» STATED TASK: Copy the listing below word for word, starting at the line with "Indicate the hiking" and continuing through the final line of the listing.

Photo object pointing listing
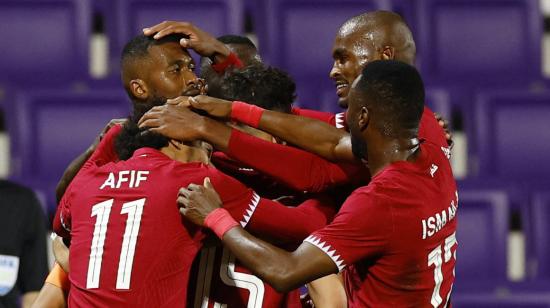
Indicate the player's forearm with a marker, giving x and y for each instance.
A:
(274, 265)
(71, 172)
(312, 135)
(297, 169)
(215, 133)
(282, 224)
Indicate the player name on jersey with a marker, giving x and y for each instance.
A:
(436, 222)
(132, 178)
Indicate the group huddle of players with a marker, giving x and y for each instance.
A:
(216, 192)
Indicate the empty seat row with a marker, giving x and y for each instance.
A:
(460, 43)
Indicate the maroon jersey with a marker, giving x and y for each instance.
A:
(395, 237)
(129, 246)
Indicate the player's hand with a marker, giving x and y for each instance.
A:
(200, 41)
(445, 125)
(107, 127)
(215, 107)
(173, 121)
(197, 201)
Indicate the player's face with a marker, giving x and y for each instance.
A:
(358, 143)
(172, 72)
(351, 52)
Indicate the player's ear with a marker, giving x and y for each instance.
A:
(139, 89)
(388, 53)
(364, 118)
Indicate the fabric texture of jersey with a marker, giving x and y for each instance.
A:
(129, 244)
(396, 234)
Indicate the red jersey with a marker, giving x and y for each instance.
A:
(129, 246)
(395, 237)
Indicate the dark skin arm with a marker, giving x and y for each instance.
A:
(200, 41)
(180, 123)
(314, 136)
(283, 270)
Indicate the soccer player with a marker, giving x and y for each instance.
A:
(394, 239)
(152, 71)
(370, 36)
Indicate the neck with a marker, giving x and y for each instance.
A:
(185, 153)
(386, 150)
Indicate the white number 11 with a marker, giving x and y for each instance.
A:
(102, 210)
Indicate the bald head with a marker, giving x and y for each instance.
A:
(383, 29)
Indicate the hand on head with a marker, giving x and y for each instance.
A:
(200, 41)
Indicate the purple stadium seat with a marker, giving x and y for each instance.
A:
(538, 265)
(214, 16)
(510, 138)
(516, 300)
(439, 101)
(45, 41)
(482, 235)
(464, 40)
(48, 129)
(299, 36)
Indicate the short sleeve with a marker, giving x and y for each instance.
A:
(360, 230)
(62, 218)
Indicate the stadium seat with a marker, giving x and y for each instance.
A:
(538, 265)
(49, 129)
(463, 40)
(509, 137)
(298, 38)
(438, 100)
(483, 218)
(45, 41)
(217, 17)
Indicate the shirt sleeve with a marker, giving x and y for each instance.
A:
(360, 230)
(337, 120)
(33, 266)
(59, 278)
(105, 151)
(283, 224)
(62, 218)
(297, 169)
(270, 219)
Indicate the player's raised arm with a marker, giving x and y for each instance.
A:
(310, 134)
(283, 270)
(201, 41)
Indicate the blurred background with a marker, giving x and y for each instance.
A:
(485, 64)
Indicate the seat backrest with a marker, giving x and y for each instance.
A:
(299, 37)
(464, 40)
(540, 220)
(45, 41)
(481, 234)
(217, 17)
(510, 135)
(51, 128)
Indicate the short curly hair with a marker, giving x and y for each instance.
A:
(266, 87)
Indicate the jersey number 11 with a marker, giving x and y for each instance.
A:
(102, 210)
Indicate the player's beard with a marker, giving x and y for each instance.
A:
(358, 146)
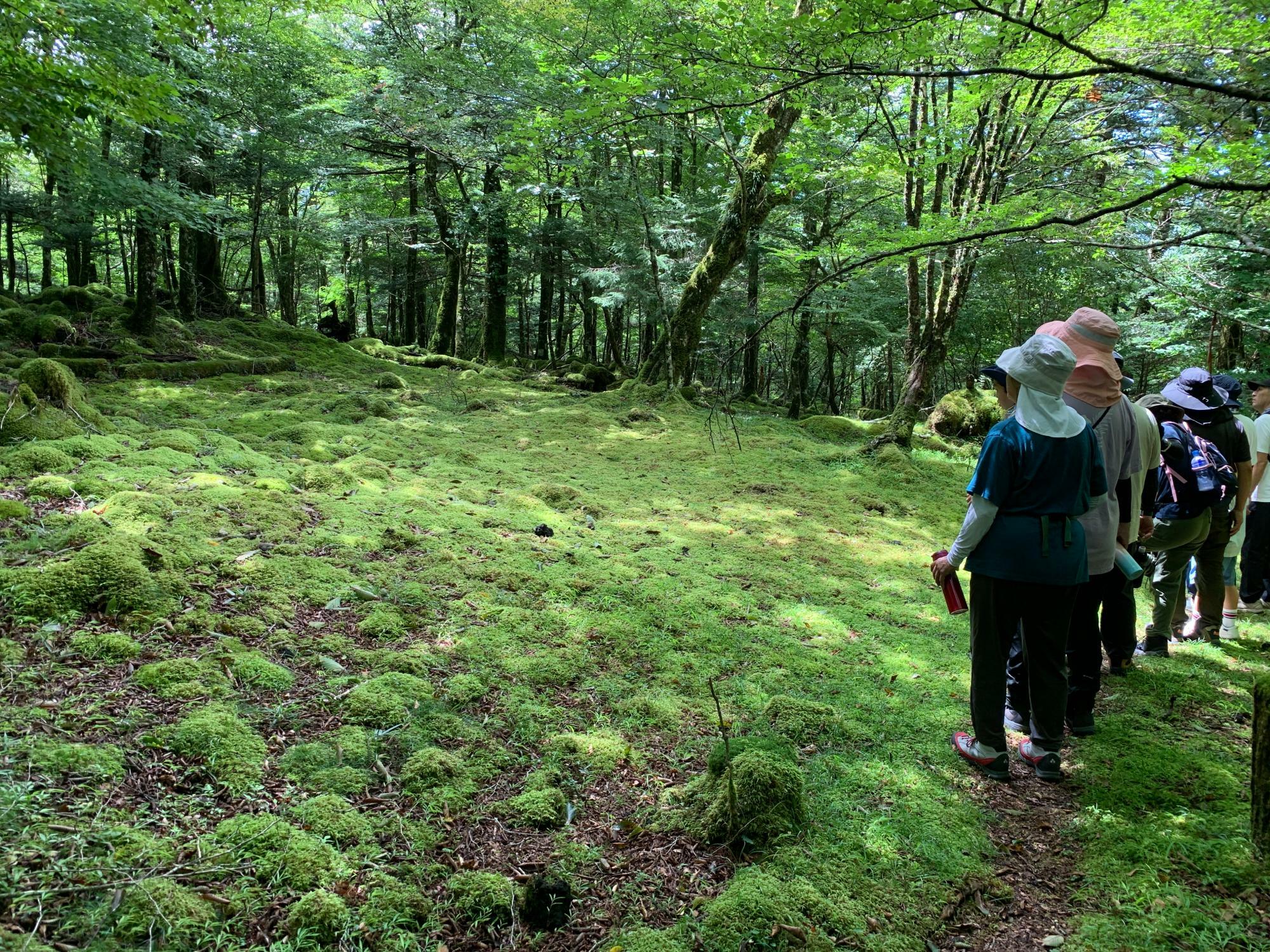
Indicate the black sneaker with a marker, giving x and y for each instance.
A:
(1015, 722)
(1081, 725)
(1047, 764)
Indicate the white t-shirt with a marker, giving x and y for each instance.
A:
(1260, 444)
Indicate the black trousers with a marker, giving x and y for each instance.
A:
(1043, 614)
(1090, 634)
(1255, 558)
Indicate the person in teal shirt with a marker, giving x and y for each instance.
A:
(1038, 472)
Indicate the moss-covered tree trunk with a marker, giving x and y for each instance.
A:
(749, 206)
(147, 307)
(497, 266)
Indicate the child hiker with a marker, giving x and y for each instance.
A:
(1038, 472)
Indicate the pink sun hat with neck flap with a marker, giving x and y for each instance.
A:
(1093, 338)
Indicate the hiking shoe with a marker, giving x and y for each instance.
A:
(993, 762)
(1047, 764)
(1081, 725)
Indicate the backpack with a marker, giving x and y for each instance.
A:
(1208, 482)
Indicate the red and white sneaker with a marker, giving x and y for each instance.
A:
(1047, 764)
(995, 764)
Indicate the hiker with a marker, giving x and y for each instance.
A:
(1231, 604)
(1095, 393)
(1180, 521)
(1207, 416)
(1255, 557)
(999, 384)
(1038, 472)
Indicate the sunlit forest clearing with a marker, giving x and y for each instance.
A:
(469, 474)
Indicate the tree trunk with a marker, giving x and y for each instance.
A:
(750, 357)
(497, 267)
(1262, 766)
(143, 321)
(749, 206)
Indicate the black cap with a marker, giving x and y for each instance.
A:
(995, 374)
(1193, 390)
(1233, 388)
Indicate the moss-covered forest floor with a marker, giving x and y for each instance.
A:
(288, 664)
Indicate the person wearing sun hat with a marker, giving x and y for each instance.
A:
(1255, 555)
(1207, 414)
(1103, 618)
(1039, 470)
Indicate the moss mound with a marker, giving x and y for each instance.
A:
(966, 414)
(232, 752)
(482, 898)
(319, 917)
(769, 798)
(162, 912)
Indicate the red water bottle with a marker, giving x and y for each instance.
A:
(953, 596)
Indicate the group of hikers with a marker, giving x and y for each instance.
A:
(1079, 494)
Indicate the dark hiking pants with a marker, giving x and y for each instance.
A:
(999, 609)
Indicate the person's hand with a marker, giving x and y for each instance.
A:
(942, 569)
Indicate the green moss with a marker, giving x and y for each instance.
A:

» EXPECTED ANSWER:
Indicate the hiking shoe with a marker, giving x and y for each instance.
A:
(993, 762)
(1047, 764)
(1081, 725)
Indicate the backpack with a marker, giving x and y for each instance.
A:
(1208, 482)
Indicate the red and white sneaker with a marker, giving x and y for each instance.
A:
(1047, 764)
(995, 764)
Indicate the hiker with a marker, giving x and y for each instance.
A:
(1231, 604)
(1095, 393)
(1180, 521)
(1207, 416)
(1255, 557)
(999, 384)
(1038, 472)
Indicate the sunlit forest clearing with a marker, giving x and y for each instance.
A:
(469, 474)
Indicate the tree trunk with a marker, giving x and y for each instance.
A:
(750, 357)
(497, 267)
(1262, 766)
(143, 321)
(749, 206)
Indicate the black cap with a marker, giving x and y for each instance.
A:
(995, 374)
(1193, 390)
(1233, 388)
Indicate the moss-covered forest floor with a marker, giving x and y for each instance.
A:
(288, 664)
Indicate the person wearing sun hat with a marker, giving x and y for each instance.
A:
(1255, 555)
(1207, 414)
(1103, 618)
(1039, 470)
Indicate the moss mound with a marker, giving x and y for each instance.
A:
(966, 414)
(232, 752)
(482, 898)
(319, 917)
(769, 798)
(162, 912)
Indicate the red water bottle with a marker, giving x and y for each instance.
A:
(953, 596)
Indicate the group of hikers with a marker, giving x and y for each instance.
A:
(1079, 494)
Indicate the dark hiking pants with a marker, giving x and y for each instance.
A:
(999, 609)
Indicate the person's hand with a marker, giving x and y for each instance.
A:
(942, 569)
Indicate the green moss with a marker, giving x and y for each instance.
A:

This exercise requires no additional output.